A block of data ::
::::::
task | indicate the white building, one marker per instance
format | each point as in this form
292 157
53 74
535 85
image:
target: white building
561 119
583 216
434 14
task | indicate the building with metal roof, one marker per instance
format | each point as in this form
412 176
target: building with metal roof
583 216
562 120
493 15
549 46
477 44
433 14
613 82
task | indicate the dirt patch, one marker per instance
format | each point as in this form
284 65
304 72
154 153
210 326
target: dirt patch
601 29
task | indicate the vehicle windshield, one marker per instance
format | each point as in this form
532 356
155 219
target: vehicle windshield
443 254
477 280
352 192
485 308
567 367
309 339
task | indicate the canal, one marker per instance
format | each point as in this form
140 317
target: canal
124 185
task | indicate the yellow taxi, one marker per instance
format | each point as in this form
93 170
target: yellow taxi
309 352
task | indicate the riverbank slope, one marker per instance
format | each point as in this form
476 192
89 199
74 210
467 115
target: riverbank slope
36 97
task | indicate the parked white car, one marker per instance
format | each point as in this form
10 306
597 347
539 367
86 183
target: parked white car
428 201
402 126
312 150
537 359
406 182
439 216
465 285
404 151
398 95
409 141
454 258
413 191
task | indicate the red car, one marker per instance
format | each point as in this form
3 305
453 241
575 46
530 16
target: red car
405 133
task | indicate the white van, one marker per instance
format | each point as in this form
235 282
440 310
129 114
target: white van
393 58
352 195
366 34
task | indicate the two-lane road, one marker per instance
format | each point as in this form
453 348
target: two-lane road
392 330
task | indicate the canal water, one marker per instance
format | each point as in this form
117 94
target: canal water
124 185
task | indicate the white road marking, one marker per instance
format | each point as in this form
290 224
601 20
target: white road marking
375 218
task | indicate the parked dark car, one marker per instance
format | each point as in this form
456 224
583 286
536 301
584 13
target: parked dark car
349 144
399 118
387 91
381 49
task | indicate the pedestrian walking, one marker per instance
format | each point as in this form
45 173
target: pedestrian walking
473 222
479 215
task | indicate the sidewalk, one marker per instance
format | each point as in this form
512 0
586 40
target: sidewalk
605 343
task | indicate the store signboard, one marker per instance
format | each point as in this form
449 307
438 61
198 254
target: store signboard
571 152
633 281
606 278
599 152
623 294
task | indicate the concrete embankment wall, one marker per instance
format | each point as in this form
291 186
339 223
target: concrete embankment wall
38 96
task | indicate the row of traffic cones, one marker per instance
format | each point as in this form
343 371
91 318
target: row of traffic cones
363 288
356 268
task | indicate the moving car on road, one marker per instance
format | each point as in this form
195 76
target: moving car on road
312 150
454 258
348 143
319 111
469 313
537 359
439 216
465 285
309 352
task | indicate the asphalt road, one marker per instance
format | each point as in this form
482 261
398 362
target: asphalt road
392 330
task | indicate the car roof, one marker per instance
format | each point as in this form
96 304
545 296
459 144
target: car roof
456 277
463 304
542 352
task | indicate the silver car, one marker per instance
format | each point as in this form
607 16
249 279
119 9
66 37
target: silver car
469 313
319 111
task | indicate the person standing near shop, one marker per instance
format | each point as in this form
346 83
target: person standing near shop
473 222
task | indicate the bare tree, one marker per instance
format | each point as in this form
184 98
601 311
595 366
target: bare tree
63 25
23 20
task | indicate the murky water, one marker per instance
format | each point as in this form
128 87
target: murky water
::::::
What the task asks ::
Render the block of data above as a JSON list of strings, with one string for each line of the items and blank lines omitted.

Full solution ::
[
  "task | indicate the white building, one marker per instance",
  "format | each point as in this form",
  "292 157",
  "53 74",
  "535 85",
  "image:",
  "target: white building",
  "561 119",
  "583 216",
  "434 14",
  "task | indicate the building with metal roof, one marker per instance",
  "format | each point as in this form",
  "412 176",
  "target: building with metal roof",
  "583 216",
  "562 120",
  "493 15",
  "549 46",
  "477 44",
  "433 14",
  "613 82",
  "task | indicate the dirt patch, one marker per instance",
  "format | each point as in this form",
  "284 65",
  "304 72",
  "154 153",
  "210 326",
  "target: dirt patch",
  "601 29",
  "task | indicate the vehicle windshield, one marker per instance",
  "format | each point as in this form",
  "532 356",
  "155 219",
  "target: vehicle windshield",
  "443 254",
  "477 280",
  "352 192",
  "485 308",
  "567 367",
  "309 339",
  "task | indicate the canal, one marker per instance",
  "format | each point as in this form",
  "140 317",
  "target: canal",
  "124 185",
  "task | indicate the yellow taxi, one marker per instance",
  "format | each point as in this form",
  "93 170",
  "target: yellow taxi",
  "309 352",
  "task | indicate the riverbank slope, one marker per instance",
  "format | each point as in this form",
  "476 192",
  "89 199",
  "74 210",
  "467 115",
  "target: riverbank slope",
  "36 97",
  "task | indicate the parked white car, one marker per instance",
  "format | each point as in this form",
  "10 306",
  "597 347",
  "539 367",
  "86 183",
  "target: parked white car",
  "428 201",
  "402 126",
  "312 150",
  "537 359",
  "406 182",
  "439 216",
  "465 285",
  "404 151",
  "398 95",
  "409 141",
  "454 258",
  "413 191",
  "task | indicate the red car, one marker per instance",
  "format | each point as in this form",
  "3 305",
  "453 241",
  "575 46",
  "530 16",
  "target: red car",
  "405 133",
  "task | indicate the white van, one marker per instance",
  "format | each point as in this form",
  "235 282",
  "440 310",
  "129 114",
  "target: white van",
  "393 58",
  "352 195",
  "366 34",
  "task | indicate the two-lane road, one marker per instance",
  "format | each point as in this form",
  "453 348",
  "target: two-lane road",
  "392 330",
  "task | indicate the canal water, one marker per instance",
  "format | each point as in this form",
  "117 94",
  "target: canal water",
  "124 185",
  "task | indicate the white road marking, one marker per instance",
  "format | each point as in this form",
  "290 224",
  "601 20",
  "target: white road marking",
  "375 218",
  "task | indicate the parked dark car, one marker per instance",
  "format | each point as in this form",
  "456 224",
  "583 286",
  "536 301",
  "584 13",
  "target: parked dark car",
  "349 144",
  "399 118",
  "387 91",
  "381 49",
  "task | indicate the pedestrian walking, one marker per instance",
  "format | each point as in this form",
  "45 173",
  "target: pedestrian walking",
  "473 222",
  "479 215",
  "task | indicate the sidewalk, one marker per instance",
  "format | each point as in this form",
  "512 0",
  "586 40",
  "target: sidewalk",
  "605 343",
  "task | indicate the store signboard, one marker per instance",
  "format | each point as in this form",
  "449 307",
  "438 61",
  "198 254",
  "target: store signboard",
  "571 152",
  "633 281",
  "606 278",
  "599 152",
  "623 294",
  "task | indicate the concrete embankment wall, one marker per instance",
  "format | each point as in this form",
  "291 186",
  "339 223",
  "target: concrete embankment wall",
  "38 96",
  "task | indicate the row of traffic cones, one marker per instance",
  "format | each point as in this form",
  "343 371",
  "91 318",
  "target: row of traffic cones",
  "363 288",
  "356 268",
  "task | indicate the moving car on road, one marker per instance",
  "format | each point as in this form",
  "195 76",
  "target: moving car on road",
  "312 150",
  "454 258",
  "348 143",
  "319 111",
  "469 313",
  "537 359",
  "439 216",
  "465 285",
  "309 352",
  "task | indicate the asphalt road, one marker per instance",
  "format | each point as in this form",
  "482 261",
  "398 362",
  "target: asphalt road",
  "392 330",
  "task | indicate the car roof, one marker per instance",
  "format | each point as in this form",
  "96 304",
  "545 296",
  "459 144",
  "target: car roof",
  "456 277",
  "463 304",
  "542 352",
  "task | indicate the silver car, one marker per instance",
  "format | each point as in this form",
  "607 16",
  "249 279",
  "119 9",
  "66 37",
  "target: silver car",
  "469 313",
  "319 111",
  "task | indicate the person standing near shop, one marker per instance",
  "format | each point as in this form",
  "346 83",
  "target: person standing near shop",
  "473 222",
  "task | indicate the bare tree, one marker per instance",
  "format | each point as in this form",
  "184 98",
  "601 311",
  "595 366",
  "target: bare tree",
  "63 25",
  "23 20",
  "task | indicate the murky water, one marker per instance",
  "format | each point as in this form",
  "128 87",
  "target: murky water"
]